------ Seçilmiş metin ------

Rusya Afrin konusunda Türkiye’ye karşı büyük ölçüde destekleyici bir tavır aldı. Ancak aynı durumun Suriye’deki müttefikleri İran ve rejim açısından da geçerli olduğunu söylemek mümkün değil. Hatta İran’ın Afrin konusundaki tavrı nedeniyle Rusya’ya tepkili olduğu söylenebilir. Bunun en net işareti Zeytin Dalı Harekatı devam ederken rejim yanlısı ve İran destekli milis güçlerin YPG’ye destek olmak için Afrin’e girmesi oldu. Muhtemelen bu adım Rusya’nın bilgisi dahilinde ancak onayı ve desteği ile gerçekleşmedi.
*****
Oytun ORHAN[i]
Türkiye’nin Afrin bölgesindeki YPG varlığını ortadan kaldırmaya dönük Zeytin Dalı Harekatı sona erdi. Harekatın ilk ayı nispeten zorlu geçse de sınır bölgesindeki YPG direnişinin kırılması ile birlikte operasyon hız kazandı ve kısa süre içinde Afrin kuşatması tamamlandı. Bu süreçte YPG’liler kırsal alanları boşaltarak, Afrin merkeze doğru çekildi. Beklenti YPG’nin Afrin merkezde şehir savaşına hazırlandığı yönündeydi. Ancak bunun aksine YPG şehir merkezinde de hiçbir direniş sergileyemedi ve Afrin neredeyse hiçbir çatışma yaşanmadan Türk Silahlı Kuvvetleri (TSK) ve Özgür Suriye Ordusu (ÖSO)’nun kontrolüne geçti.
Zeytin Dalı Harekatı’nın askeri boyutuna ilişkin değerlendirmeler sıklıkla yapıldı. Ancak bunun kadar önemli olan Afrin’in Türkiye kontrolüne geçişinin bundan sonra Suriye krizinin seyri, Türkiye’nin YPG ile mücadelesi, Suriye’de Türkiye-ABD rekabeti ya da işbirliğine olası etkileri, YPG’nin ulusal ve uluslararası ittifakları üzerindeki etkilerinin neler olacağıdır.

------

**Alıştırma sorusu A**
Seçilmiş metne göre şu soruları yanıtlayın:
(i) Zeytin Dalı Harekatı sürerken YPG'ye destek olmak için Afrin'e hangi güçler girdi?
(ii) Kırsal alanları boşaltan YPG'liler nereye çekildi?
(iii) Afrin sonunda hangi güçlerin kontrolüne geçti?

------ Verilen bilgiler ------

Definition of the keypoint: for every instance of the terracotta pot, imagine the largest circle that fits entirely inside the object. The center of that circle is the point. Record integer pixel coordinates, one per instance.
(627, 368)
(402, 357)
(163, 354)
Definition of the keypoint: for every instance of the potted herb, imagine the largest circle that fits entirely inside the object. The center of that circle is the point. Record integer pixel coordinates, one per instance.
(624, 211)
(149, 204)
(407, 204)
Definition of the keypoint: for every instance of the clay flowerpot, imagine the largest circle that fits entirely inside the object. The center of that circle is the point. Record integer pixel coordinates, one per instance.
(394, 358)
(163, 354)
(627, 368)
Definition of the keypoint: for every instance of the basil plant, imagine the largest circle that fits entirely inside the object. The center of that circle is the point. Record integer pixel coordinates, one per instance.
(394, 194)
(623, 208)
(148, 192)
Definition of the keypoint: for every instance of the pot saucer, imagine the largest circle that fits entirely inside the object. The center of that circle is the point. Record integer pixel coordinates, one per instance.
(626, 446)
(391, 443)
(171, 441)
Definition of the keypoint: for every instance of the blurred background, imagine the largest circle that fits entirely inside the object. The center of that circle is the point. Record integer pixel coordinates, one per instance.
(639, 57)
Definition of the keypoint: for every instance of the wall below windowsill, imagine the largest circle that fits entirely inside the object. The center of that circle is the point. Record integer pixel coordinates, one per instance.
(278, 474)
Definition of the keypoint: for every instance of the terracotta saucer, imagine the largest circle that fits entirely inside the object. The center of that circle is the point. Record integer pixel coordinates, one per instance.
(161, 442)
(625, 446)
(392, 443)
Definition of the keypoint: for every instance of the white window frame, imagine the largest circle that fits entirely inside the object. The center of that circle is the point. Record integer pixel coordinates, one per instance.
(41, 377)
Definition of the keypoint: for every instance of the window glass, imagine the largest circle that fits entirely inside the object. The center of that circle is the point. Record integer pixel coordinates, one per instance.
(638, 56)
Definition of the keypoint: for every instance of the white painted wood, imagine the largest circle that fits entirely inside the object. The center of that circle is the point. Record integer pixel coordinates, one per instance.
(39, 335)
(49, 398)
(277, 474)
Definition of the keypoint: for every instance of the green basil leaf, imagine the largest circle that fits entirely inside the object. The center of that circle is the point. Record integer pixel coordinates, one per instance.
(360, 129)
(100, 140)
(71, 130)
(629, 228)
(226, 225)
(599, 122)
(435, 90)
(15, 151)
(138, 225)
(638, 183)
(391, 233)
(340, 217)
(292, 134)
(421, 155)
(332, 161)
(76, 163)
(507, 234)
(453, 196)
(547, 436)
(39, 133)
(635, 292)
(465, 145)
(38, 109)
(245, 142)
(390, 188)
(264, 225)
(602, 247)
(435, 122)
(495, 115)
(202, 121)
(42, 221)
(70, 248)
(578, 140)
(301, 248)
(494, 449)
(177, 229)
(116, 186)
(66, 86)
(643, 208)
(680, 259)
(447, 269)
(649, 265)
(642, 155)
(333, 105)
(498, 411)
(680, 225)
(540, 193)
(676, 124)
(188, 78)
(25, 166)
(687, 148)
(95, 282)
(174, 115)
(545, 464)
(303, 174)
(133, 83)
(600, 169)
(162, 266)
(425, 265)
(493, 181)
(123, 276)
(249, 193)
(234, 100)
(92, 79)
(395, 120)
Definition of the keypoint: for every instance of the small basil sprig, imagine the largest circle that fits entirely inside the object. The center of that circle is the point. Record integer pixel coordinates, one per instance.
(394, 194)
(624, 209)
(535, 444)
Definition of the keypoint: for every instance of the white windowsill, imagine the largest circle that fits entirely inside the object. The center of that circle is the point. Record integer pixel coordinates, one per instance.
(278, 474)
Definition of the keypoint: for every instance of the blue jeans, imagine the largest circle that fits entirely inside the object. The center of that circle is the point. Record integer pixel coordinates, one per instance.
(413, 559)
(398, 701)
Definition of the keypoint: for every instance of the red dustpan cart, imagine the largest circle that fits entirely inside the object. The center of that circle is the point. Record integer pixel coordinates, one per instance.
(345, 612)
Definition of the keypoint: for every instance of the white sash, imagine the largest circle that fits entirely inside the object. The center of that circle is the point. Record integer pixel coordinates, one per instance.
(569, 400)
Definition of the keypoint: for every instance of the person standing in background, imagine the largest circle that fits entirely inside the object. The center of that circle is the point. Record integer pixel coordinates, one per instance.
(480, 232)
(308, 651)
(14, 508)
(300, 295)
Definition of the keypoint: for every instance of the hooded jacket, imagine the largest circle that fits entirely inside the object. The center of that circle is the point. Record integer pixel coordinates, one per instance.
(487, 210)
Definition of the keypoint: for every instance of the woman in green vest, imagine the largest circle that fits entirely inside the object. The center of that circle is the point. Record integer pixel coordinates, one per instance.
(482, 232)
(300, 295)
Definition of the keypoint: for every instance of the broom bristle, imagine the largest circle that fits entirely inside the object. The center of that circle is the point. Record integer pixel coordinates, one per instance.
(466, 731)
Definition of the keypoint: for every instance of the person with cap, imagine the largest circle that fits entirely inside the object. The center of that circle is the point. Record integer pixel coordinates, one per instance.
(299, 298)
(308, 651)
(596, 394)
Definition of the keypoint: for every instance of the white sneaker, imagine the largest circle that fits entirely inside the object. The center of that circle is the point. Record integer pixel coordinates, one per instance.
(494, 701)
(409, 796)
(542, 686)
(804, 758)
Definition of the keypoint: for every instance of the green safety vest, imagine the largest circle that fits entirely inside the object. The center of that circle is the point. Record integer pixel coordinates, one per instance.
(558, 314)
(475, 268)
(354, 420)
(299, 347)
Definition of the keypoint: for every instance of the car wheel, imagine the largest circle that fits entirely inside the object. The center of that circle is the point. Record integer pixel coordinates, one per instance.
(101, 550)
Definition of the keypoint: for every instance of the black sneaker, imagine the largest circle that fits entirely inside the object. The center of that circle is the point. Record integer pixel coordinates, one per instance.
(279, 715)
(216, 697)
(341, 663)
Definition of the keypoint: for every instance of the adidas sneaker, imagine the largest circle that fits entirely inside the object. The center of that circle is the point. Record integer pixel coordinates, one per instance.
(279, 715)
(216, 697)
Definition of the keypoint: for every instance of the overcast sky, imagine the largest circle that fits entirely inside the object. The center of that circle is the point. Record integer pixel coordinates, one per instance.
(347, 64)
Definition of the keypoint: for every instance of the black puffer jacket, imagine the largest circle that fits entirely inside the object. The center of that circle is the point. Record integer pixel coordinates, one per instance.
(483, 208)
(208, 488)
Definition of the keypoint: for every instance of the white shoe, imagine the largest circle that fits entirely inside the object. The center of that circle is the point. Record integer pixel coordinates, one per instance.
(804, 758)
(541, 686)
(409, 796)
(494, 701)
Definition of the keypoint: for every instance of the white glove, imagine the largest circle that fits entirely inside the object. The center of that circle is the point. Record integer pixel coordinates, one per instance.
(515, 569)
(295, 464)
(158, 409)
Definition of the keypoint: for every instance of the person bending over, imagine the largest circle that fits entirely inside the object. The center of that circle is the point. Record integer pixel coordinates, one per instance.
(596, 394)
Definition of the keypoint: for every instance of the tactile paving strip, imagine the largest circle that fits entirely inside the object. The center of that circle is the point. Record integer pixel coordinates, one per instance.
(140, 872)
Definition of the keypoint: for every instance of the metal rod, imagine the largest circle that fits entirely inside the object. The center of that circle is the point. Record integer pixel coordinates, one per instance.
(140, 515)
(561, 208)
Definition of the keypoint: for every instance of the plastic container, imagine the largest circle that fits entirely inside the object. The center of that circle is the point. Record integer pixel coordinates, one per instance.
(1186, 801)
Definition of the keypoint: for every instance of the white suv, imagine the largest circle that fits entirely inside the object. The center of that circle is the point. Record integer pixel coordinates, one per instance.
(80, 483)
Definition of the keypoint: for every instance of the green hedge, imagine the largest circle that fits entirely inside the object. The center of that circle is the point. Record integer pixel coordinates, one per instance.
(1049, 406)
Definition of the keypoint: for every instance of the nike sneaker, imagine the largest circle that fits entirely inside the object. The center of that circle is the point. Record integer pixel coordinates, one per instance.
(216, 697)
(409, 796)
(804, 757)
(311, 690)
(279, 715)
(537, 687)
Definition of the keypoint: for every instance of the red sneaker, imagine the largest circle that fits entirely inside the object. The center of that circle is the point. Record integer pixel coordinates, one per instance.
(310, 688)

------

**Alıştırma sorusu B**
Satırları süzün ve "black" kelimesini içeren her satırı olduğu gibi kopyalayın.

**Tam çözüm A**
(i) Rejim yanlısı ve İran destekli milis güçler.
(ii) Afrin merkeze.
(iii) Türk Silahlı Kuvvetleri (TSK) ve Özgür Suriye Ordusu (ÖSO).

**Tam çözüm B**
Definition of the keypoint: for every instance of the black sneaker, imagine the largest circle that fits entirely inside the object. The center of that circle is the point. Record integer pixel coordinates, one per instance.
Definition of the keypoint: for every instance of the black puffer jacket, imagine the largest circle that fits entirely inside the object. The center of that circle is the point. Record integer pixel coordinates, one per instance.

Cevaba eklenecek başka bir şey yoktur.